_Stated exercise_
Quote the whole listing word for word, please.

_Recorded data_
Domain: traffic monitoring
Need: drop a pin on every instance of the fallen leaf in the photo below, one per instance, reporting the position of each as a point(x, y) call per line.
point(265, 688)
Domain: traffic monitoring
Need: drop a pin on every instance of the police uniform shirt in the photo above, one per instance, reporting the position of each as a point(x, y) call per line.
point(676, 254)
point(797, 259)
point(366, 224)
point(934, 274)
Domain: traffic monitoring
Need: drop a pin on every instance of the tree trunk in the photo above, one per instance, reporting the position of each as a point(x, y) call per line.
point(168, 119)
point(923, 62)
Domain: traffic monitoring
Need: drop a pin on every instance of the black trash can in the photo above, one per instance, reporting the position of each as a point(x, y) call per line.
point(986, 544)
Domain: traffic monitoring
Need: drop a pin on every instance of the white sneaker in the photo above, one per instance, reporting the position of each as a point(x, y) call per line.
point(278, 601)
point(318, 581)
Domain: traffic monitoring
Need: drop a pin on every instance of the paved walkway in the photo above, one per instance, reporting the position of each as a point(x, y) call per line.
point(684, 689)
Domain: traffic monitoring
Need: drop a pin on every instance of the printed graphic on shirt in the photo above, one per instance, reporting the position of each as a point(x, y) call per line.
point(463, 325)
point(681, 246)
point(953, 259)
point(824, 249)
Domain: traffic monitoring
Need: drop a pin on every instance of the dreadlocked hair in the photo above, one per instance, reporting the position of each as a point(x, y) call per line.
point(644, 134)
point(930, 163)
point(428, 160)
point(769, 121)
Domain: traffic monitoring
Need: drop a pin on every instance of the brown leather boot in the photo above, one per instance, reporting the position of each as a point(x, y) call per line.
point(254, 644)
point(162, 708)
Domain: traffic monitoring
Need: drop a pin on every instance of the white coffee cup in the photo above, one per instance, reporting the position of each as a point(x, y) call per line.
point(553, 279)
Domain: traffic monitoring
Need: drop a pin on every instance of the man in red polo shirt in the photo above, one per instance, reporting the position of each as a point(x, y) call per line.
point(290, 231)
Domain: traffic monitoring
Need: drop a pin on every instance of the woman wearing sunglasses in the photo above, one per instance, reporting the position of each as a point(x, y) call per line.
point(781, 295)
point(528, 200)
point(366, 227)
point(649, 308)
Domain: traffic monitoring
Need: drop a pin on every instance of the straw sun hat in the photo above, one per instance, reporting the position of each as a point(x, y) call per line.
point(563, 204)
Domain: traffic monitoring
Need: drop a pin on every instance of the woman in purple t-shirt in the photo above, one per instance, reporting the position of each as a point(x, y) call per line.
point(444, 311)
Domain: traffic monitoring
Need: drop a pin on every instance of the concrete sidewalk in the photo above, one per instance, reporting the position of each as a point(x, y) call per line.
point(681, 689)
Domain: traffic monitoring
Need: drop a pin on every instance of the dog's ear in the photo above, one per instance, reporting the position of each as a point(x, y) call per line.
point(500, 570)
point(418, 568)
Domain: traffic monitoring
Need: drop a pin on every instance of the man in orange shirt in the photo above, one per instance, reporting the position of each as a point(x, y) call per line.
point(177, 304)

_Completed exercise_
Domain: traffic monitoring
Need: drop a pin on every instance of the fallen leaf in the photo below, one per instance, reporting the position of each as a point(x, y) call per line.
point(265, 688)
Domain: traffic monitoring
Need: drop a pin on every instance of the police uniform shirt in the photo above, one per instance, reporting the position of each as a point(x, y) call per line.
point(676, 254)
point(797, 259)
point(366, 224)
point(934, 274)
Domain: traffic monitoring
Need: drop a pin on every instance of the tree trunk in the photo above, one per instance, reporting the position of each as a point(x, y) call per line.
point(168, 119)
point(923, 62)
Domain: traffic monitoring
Need: drop a pin on every instance of the black trash can in the photo above, one per instance, reporting the position of each as a point(x, y) call per line.
point(986, 544)
Domain: traffic monitoring
Need: drop a pin on every instance of the white sneaker in the photo above, one per instance, reporting the position of each as a point(x, y) call per line.
point(278, 601)
point(318, 581)
Domain: traffic monitoring
Need: drop a pin on every instance of the paved walkway in the photo above, one per instance, reporting the position of each as a point(x, y) call per line.
point(684, 689)
Domain: traffic monitoring
Need: drop a pin on every instance of the printed graphic on shirt in the photo above, one per instance, reporting the position of each as a point(x, y) call per line.
point(463, 325)
point(681, 246)
point(953, 259)
point(824, 249)
Domain: traffic monitoring
Need: drop a pin on every instance of the dreadlocked hair in the photo above, one per instance, reporting the position of each as a point(x, y) call per line.
point(644, 134)
point(930, 163)
point(428, 160)
point(769, 121)
Domain: traffic monitoring
Need: drop a pin on every instance of the brown leather boot in the photo above, one per instance, reporting the position of each as a point(x, y) call per line.
point(254, 644)
point(162, 708)
Domain: traffic monitoring
Need: drop a pin on every instance of the white coffee cup in the photo above, one per instance, reporting the position of each as a point(x, y) call per line.
point(553, 279)
Domain: traffic monitoring
Need: drop a pin on every instance of the man in red polo shirt in the photo above, one per instance, reporting the position of each as a point(x, y) call per line.
point(290, 231)
Domain: traffic monitoring
Need: drop a pin on every instance of the woman wearing sunglasses in the photo above, one per instance, reporting the position of each as a point(x, y) call per line.
point(781, 295)
point(528, 200)
point(366, 227)
point(649, 308)
Domain: traffic monitoring
Need: drop a pin on every instance of the straw sun hat in the photo above, one per instance, reporting the position of each as a point(x, y) call per line.
point(563, 204)
Domain: traffic monitoring
Need: drop a pin on every instance of the woman in purple t-shirt in the photo above, one per instance, reporting the position of each as a point(x, y) call per line.
point(444, 311)
Domain: traffic monitoring
Need: drop a pin on every instance of the concrete sidewalk in the photo above, one per instance, reporting the position of each as a point(x, y) call per line.
point(681, 689)
Domain: traffic monitoring
Need: drop a pin on every instance of the dog's ear in the photo above, one per instance, reporting the position of each as a point(x, y) call per line.
point(500, 570)
point(418, 568)
Domain: traffic monitoring
Need: drop a pin on every instance of the man in orange shirt in the photo above, one per instance, reporting the position of each as a point(x, y) call per line.
point(177, 304)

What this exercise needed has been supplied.